■ **Brano di partenza**
----------
Nel 729 coloni Carcidesi danno origine a Katane (l’odierna Catania) e
Leontinoi mentre altri greci, provenienti da Megara, guidati da Lamis, erigono MEGARA
HYBLAEA, che a
loro volta fondano nel 650, la più occidentale delle colonie elleniche di
Sicilia, in piena zona punica, SELINUNTE.
Nel 725 i calcidesi di Cuma, di
Naxsos e dell’Eubea fondano Zancle (Messina), che a sua volta crea Mylai
(Milazzo) nel 716 ed Imera nel 648 a.C.
Coloni di Rodi, guidati da ANTIFEMO
e coloni di Creta, guidati da EUTIMO, fondano la
colonia dorica di GELA che, a sua volta fonda AKRAGAS
(AGRIGENTO) nel 581 a.C.
Nel 585 coloni di Rodi, Cnido e
Gela, approdano nelle isole Eolie disabitate e fondano LIPARA (LIPARI).
CONSEGUENZE DELLA II COLONIZZAZIONE
I Greci non si
spingono mai nelle regioni interne dei paesi colonizzati, ma si insediano solo
sulle coste. Ciò nondimeno il loro contributo all’incivilimento delle popolazioni locali è decisivo, specie in Sicilia e
nell’Italia Meridionale.
Direttamente o per il
tramite degli Etruschi, i Latini derivano poi dagli Elleni l’alfabeto, alcune
divinità, riti religiosi, costumi, principi giuridici e, insomma cultura
nell’accezione più ampia del termine.
Altrettanto positiva
è l’esperienza della colonizzazione dei greci stessi. Le energie dei coloni,
liberate dall’oppressione dei regimi aristocratici, si dimostrano presto
straordinariamente vivaci.
Da principio, questi
importano dalla madrepatria olio, vino, vasellame, utensili e in genere le cose
cui sono abituati nella loro vita precedente. Poi, specialmente per quanto
riguarda le derrate agricole le colonie si rendono autosufficienti o producono
più del fabbisogno locale ed esportano a loro volta le eccedenze.
I mercanti greci che
commerciano con le colonie stabiliscono rapporti anche con le popolazioni
indigene e scambiano le proprie merci con granaglie, rame, pelli e schiavi. I
traffici, in altre parole, si estendono dal Mediterraneo al Mar Nero, e una tale
ampiezza del mercato
stimola le attività economiche di tutto il mondo ellenico.
----------
■ **Elenco dati**
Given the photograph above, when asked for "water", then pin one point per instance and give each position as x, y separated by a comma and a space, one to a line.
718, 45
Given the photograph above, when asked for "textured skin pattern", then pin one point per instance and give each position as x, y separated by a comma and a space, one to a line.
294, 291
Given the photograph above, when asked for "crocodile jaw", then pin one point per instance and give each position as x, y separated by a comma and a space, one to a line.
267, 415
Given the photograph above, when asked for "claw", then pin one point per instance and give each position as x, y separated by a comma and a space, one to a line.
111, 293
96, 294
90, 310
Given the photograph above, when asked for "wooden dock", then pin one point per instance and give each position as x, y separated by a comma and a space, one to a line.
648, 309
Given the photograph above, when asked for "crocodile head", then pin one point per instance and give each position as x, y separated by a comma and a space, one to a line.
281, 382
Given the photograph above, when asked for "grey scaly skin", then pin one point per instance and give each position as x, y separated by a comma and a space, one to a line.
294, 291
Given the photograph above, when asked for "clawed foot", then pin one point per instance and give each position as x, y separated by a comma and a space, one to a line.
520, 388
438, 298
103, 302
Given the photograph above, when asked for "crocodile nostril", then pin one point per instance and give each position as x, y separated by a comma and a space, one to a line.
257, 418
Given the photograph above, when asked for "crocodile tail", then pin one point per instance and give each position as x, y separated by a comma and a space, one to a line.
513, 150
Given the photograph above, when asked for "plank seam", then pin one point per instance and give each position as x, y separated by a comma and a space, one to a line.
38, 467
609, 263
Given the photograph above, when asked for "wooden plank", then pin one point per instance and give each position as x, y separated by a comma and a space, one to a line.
----------
■ **Consegne dell'esercizio**
1. Nel brano sulla colonizzazione greca, in che anno Gela fonda Akragas?
2. Riporta dal brano sulla colonizzazione greca il passo che comincia con "Nel 725 i calcidesi" e si chiude con "fondano LIPARA (LIPARI).".
Le righe non hanno alcun ruolo in questo.

■ **In risposta**
1. Nel 581 a.C.

2.
Nel 725 i calcidesi di Cuma, di
Naxsos e dell’Eubea fondano Zancle (Messina), che a sua volta crea Mylai
(Milazzo) nel 716 ed Imera nel 648 a.C.
Coloni di Rodi, guidati da ANTIFEMO
e coloni di Creta, guidati da EUTIMO, fondano la
colonia dorica di GELA che, a sua volta fonda AKRAGAS
(AGRIGENTO) nel 581 a.C.
Nel 585 coloni di Rodi, Cnido e
Gela, approdano nelle isole Eolie disabitate e fondano LIPARA (LIPARI).